======== TEXT EXTRACT ========
Merge lp:~vila/ubuntu-ci-services-itself/1289273-racy-config-file into lp:ubuntu-ci-services-itself

Proposed by Vincent Ladeuil
Status: Merged
Approved by: Vincent Ladeuil
Approved revision: 341
Merged at revision: 341
Proposed branch: lp:~vila/ubuntu-ci-services-itself/1289273-racy-config-file
Merge into: lp:ubuntu-ci-services-itself
Diff against target: 108 lines (+50/-6)
3 files modified
TRICKS (+34/-0)
charms/precise/rabbitmq-worker/hooks/hooks.py (+12/-5)
test_runner/tstrun/__init__.py (+4/-1)
To merge this branch: bzr merge lp:~vila/ubuntu-ci-services-itself/1289273-racy-config-file
Reviewer Review Type Date Requested Status
Evan (community) Approve
PS Jenkins bot (community) continuous-integration Approve
Andy Doan Pending
Review via email: mp+209940@code.launchpad.net

Commit message

Avoid races for rabbit mq config file by renaming the file once it's complete.

Description of the change

This fixes the race encountered around the rabbit worker config file.

I suspect the same kind of race occurred for the service file so I applied the same fix (Andy, what do you think ?).

I've been unable to setup a deployment for the last hours so I'm proposing anyway, if you have a working deployment...

To post a comment you must log in.
Revision history for this message
PS Jenkins bot (ps-jenkins) wrote :

FAILED: Continuous integration, rev:338
No commit message was specified in the merge proposal. Click on the following link and set the commit message (if you want a jenkins rebuild you need to trigger it yourself):
https://code.launchpad.net/~vila/ubuntu-ci-services-itself/1289273-racy-config-file/+merge/209940/+edit-commit-message

http://s-jenkins.ubuntu-ci:8080/job/uci-engine-ci/327/
Executed test runs:

Click here to trigger a rebuild:
http://s-jenkins.ubuntu-ci:8080/job/uci-engine-ci/327/rebuild

review: Needs Fixing (continuous-integration)
======== THE DATA ========
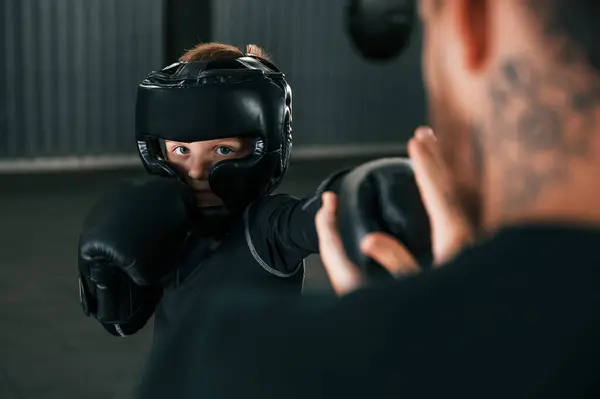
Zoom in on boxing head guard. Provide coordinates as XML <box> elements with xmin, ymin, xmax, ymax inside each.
<box><xmin>135</xmin><ymin>55</ymin><xmax>292</xmax><ymax>210</ymax></box>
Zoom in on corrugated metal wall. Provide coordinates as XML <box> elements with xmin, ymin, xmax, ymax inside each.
<box><xmin>0</xmin><ymin>0</ymin><xmax>425</xmax><ymax>166</ymax></box>
<box><xmin>213</xmin><ymin>0</ymin><xmax>425</xmax><ymax>151</ymax></box>
<box><xmin>0</xmin><ymin>0</ymin><xmax>163</xmax><ymax>159</ymax></box>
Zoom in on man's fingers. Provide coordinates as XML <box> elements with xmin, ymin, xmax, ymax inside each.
<box><xmin>315</xmin><ymin>192</ymin><xmax>363</xmax><ymax>295</ymax></box>
<box><xmin>360</xmin><ymin>233</ymin><xmax>419</xmax><ymax>275</ymax></box>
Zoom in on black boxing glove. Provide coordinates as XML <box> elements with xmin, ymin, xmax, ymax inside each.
<box><xmin>336</xmin><ymin>158</ymin><xmax>433</xmax><ymax>276</ymax></box>
<box><xmin>79</xmin><ymin>177</ymin><xmax>195</xmax><ymax>335</ymax></box>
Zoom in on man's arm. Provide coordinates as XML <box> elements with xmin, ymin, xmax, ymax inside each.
<box><xmin>244</xmin><ymin>170</ymin><xmax>348</xmax><ymax>273</ymax></box>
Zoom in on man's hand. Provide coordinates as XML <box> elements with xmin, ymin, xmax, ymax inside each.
<box><xmin>315</xmin><ymin>128</ymin><xmax>472</xmax><ymax>295</ymax></box>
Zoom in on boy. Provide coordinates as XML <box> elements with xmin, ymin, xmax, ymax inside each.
<box><xmin>79</xmin><ymin>43</ymin><xmax>339</xmax><ymax>340</ymax></box>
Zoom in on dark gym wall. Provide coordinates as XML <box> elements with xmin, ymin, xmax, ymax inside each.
<box><xmin>0</xmin><ymin>0</ymin><xmax>164</xmax><ymax>159</ymax></box>
<box><xmin>0</xmin><ymin>0</ymin><xmax>425</xmax><ymax>164</ymax></box>
<box><xmin>213</xmin><ymin>0</ymin><xmax>425</xmax><ymax>151</ymax></box>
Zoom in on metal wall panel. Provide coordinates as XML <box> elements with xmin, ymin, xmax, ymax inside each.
<box><xmin>213</xmin><ymin>0</ymin><xmax>425</xmax><ymax>149</ymax></box>
<box><xmin>0</xmin><ymin>0</ymin><xmax>163</xmax><ymax>160</ymax></box>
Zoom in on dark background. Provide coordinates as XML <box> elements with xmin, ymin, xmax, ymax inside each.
<box><xmin>0</xmin><ymin>0</ymin><xmax>425</xmax><ymax>399</ymax></box>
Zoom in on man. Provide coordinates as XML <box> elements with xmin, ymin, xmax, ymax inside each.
<box><xmin>140</xmin><ymin>0</ymin><xmax>600</xmax><ymax>398</ymax></box>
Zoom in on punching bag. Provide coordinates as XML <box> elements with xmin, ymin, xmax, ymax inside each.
<box><xmin>345</xmin><ymin>0</ymin><xmax>417</xmax><ymax>61</ymax></box>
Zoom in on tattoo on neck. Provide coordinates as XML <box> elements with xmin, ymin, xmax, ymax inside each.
<box><xmin>484</xmin><ymin>56</ymin><xmax>600</xmax><ymax>214</ymax></box>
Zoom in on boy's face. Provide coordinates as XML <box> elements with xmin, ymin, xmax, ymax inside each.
<box><xmin>165</xmin><ymin>137</ymin><xmax>254</xmax><ymax>207</ymax></box>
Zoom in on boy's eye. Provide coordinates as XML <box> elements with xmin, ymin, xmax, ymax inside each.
<box><xmin>173</xmin><ymin>145</ymin><xmax>190</xmax><ymax>155</ymax></box>
<box><xmin>216</xmin><ymin>145</ymin><xmax>234</xmax><ymax>155</ymax></box>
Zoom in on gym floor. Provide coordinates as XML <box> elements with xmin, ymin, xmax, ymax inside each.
<box><xmin>0</xmin><ymin>159</ymin><xmax>376</xmax><ymax>399</ymax></box>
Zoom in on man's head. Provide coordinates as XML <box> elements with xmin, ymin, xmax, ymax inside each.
<box><xmin>420</xmin><ymin>0</ymin><xmax>600</xmax><ymax>230</ymax></box>
<box><xmin>165</xmin><ymin>43</ymin><xmax>271</xmax><ymax>207</ymax></box>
========
### WHAT IS ASKED
- A) In the merge proposal, how does the change avoid races for the rabbit mq config file?
- B) Express the lines of the records from the one containing "Zoom in on man's head." through the end of the records, both ends included, as a JSON list of strings with one string per line and blank lines omitted.
The merge proposal and the records have nothing to do with each other.

### SOLVED TASKS
- A) By renaming the file once it's complete.

- B)
[
  "Zoom in on man's head. Provide coordinates as XML <box> elements with xmin, ymin, xmax, ymax inside each.",
  "<box><xmin>420</xmin><ymin>0</ymin><xmax>600</xmax><ymax>230</ymax></box>",
  "<box><xmin>165</xmin><ymin>43</ymin><xmax>271</xmax><ymax>207</ymax></box>"
]